WHAT THE TASK ASKS
Can you copy every line of the material below verbatim, leaving out the pictures?

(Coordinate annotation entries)
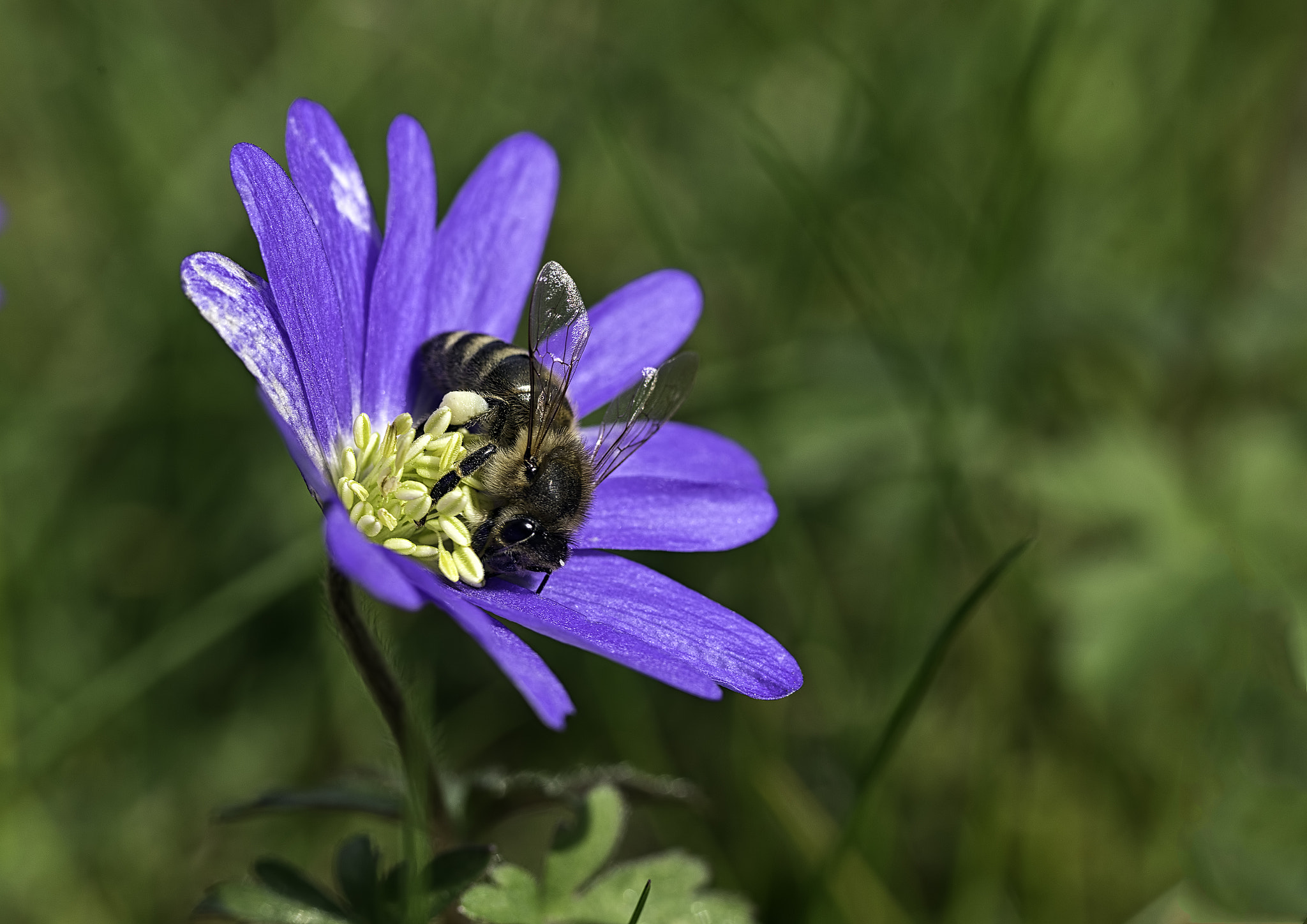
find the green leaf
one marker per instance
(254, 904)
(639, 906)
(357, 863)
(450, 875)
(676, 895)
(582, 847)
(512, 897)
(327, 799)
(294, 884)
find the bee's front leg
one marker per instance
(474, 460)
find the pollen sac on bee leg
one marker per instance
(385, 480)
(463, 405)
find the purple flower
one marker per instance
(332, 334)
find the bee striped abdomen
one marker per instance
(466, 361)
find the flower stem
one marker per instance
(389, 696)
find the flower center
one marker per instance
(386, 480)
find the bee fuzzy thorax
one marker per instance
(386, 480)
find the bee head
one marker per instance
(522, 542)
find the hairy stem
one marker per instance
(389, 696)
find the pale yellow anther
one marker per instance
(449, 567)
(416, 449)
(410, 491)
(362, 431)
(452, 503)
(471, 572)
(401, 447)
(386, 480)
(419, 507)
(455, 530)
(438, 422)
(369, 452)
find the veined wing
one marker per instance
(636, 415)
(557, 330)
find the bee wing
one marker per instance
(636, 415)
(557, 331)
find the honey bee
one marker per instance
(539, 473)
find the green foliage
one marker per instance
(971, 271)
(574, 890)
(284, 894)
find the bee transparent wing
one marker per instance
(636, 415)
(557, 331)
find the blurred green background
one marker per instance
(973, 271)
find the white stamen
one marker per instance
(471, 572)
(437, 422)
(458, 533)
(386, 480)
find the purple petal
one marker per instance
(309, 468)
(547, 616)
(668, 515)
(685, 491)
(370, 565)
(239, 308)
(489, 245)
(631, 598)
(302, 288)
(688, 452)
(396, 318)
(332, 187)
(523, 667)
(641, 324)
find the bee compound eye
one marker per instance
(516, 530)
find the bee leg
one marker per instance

COMPLETE RESPONSE
find the green leaf
one marker per instance
(254, 904)
(639, 906)
(357, 863)
(450, 875)
(676, 895)
(582, 847)
(512, 897)
(327, 799)
(294, 884)
find the bee's front leg
one marker per instance
(474, 460)
find the pollen sac on bee leg
one marker per instance
(385, 480)
(463, 405)
find the purple flower
one marker per instance
(332, 334)
find the bee striped abdomen
one marker per instance
(466, 361)
find the flower stem
one marker per instance
(389, 696)
find the flower center
one marker per instance
(386, 480)
find the bee fuzzy thorax
one marker per instance
(386, 480)
find the bee head
one marker per instance
(522, 542)
find the hairy stem
one marker per instance
(389, 696)
find the pale yellow anther
one marker per instance
(449, 567)
(416, 449)
(410, 491)
(362, 431)
(452, 503)
(471, 572)
(401, 447)
(386, 480)
(419, 507)
(455, 530)
(438, 422)
(369, 452)
find the veined wing
one marker per instance
(636, 415)
(557, 330)
find the bee wing
one marker per instance
(636, 415)
(557, 331)
find the honey bee
one marker per instance
(539, 473)
find the green foliage
one marker per instance
(971, 271)
(574, 890)
(284, 894)
find the bee transparent wing
one marker per instance
(636, 415)
(557, 331)
find the blurred green background
one marker per instance
(973, 271)
find the white stamen
one marker per instance
(471, 572)
(437, 422)
(458, 533)
(386, 480)
find the purple petal
one marker per instance
(309, 468)
(547, 616)
(668, 515)
(685, 491)
(370, 565)
(239, 308)
(489, 245)
(631, 598)
(302, 288)
(688, 452)
(396, 318)
(332, 187)
(523, 667)
(641, 324)
find the bee compound eye
one marker per instance
(516, 530)
find the bee leg
one marker per instance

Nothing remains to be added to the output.